__Job__.
Please convert the material below into a two-column CSV headed instruction and answer, with one row per job. Put the job's full text in the first field and its answer in the second, quoting each field and replacing line breaks with spaces.

__Dataset entries__.
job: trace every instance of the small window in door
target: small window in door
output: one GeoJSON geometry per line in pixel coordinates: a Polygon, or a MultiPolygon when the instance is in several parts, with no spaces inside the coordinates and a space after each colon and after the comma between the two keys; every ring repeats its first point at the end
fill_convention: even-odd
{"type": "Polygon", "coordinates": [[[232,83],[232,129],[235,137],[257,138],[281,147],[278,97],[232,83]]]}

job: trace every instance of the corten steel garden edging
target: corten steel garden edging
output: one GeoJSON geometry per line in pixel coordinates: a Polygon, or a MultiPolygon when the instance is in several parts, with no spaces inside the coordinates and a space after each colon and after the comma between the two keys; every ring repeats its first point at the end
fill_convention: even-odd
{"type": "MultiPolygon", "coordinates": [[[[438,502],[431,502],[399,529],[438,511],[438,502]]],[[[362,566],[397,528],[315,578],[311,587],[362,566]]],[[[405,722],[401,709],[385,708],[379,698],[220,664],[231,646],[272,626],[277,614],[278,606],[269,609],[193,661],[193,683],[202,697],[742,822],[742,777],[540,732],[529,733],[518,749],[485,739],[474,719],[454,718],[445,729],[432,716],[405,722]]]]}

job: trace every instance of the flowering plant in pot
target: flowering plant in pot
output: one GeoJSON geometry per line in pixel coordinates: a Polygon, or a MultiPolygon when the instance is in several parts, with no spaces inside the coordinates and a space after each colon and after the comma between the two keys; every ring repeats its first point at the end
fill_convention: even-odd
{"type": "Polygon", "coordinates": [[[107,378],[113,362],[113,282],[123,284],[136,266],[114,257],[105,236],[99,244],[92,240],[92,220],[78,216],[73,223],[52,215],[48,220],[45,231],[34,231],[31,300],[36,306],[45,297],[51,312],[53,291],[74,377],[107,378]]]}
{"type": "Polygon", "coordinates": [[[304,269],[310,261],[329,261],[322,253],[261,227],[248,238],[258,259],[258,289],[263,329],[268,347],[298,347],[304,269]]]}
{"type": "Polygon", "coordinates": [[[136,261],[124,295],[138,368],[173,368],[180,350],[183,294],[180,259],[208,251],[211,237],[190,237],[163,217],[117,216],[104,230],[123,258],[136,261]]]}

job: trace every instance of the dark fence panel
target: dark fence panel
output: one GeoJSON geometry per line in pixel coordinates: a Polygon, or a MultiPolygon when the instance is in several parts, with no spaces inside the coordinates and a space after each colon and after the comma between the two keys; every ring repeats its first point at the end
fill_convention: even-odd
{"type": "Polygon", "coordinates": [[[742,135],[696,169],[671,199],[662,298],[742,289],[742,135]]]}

__Task result__.
instruction,answer
"job: trace every instance of the small window in door target: small window in door output: one GeoJSON geometry per line in pixel coordinates: a Polygon, or a MultiPolygon when the instance is in several parts, with no spaces inside the coordinates and a space after each colon and after the comma between the two keys; every ring repeats its first point at the end fill_convention: even-odd","{""type"": ""Polygon"", ""coordinates"": [[[232,83],[232,129],[235,137],[257,138],[281,147],[278,97],[232,83]]]}"
"job: trace every instance of the corten steel garden edging target: corten steel garden edging output: one GeoJSON geometry per line in pixel coordinates: a Polygon, or a MultiPolygon when the instance is in several parts, with no spaces inside the coordinates and a space after each colon and after the comma between the two keys; every ring repeats its first point at the end fill_convention: even-odd","{""type"": ""MultiPolygon"", ""coordinates"": [[[[438,502],[431,502],[399,529],[438,511],[438,502]]],[[[362,566],[397,528],[315,578],[311,587],[362,566]]],[[[405,722],[401,709],[385,708],[379,698],[220,664],[231,646],[272,626],[277,614],[278,606],[269,609],[193,661],[193,683],[202,697],[742,822],[742,777],[540,732],[529,733],[518,749],[485,739],[474,719],[454,718],[445,729],[432,716],[405,722]]]]}"
"job: trace every instance of the flowering plant in pot target: flowering plant in pot output: one GeoJSON geometry per line in pixel coordinates: a Polygon, or a MultiPolygon when the instance is in several parts, with no spaces inside the coordinates and a space after each colon and after the comma between the two keys; every ring repeats its first point at the end fill_convention: even-odd","{""type"": ""Polygon"", ""coordinates"": [[[107,378],[113,362],[113,282],[123,284],[136,266],[114,257],[105,236],[99,244],[92,240],[92,220],[78,216],[73,223],[52,215],[48,220],[45,231],[34,231],[31,300],[36,306],[45,297],[51,312],[53,291],[74,377],[107,378]]]} {""type"": ""Polygon"", ""coordinates"": [[[304,269],[310,261],[329,261],[322,253],[261,227],[248,238],[258,259],[258,289],[263,329],[268,347],[298,347],[304,269]]]} {""type"": ""Polygon"", ""coordinates"": [[[136,261],[124,295],[138,368],[173,368],[180,350],[183,294],[180,259],[208,251],[211,237],[190,237],[163,217],[117,216],[104,230],[123,258],[136,261]]]}"
"job: trace every instance of the dark fence panel target: dark fence panel output: one GeoJSON geometry per line in pixel coordinates: a Polygon, or a MultiPolygon when the instance is in several parts, with no spaces inside the coordinates and a space after each colon and after the comma between the two keys; every ring repeats its first point at the end fill_convention: even-odd","{""type"": ""Polygon"", ""coordinates"": [[[742,135],[696,169],[671,199],[662,298],[742,289],[742,135]]]}"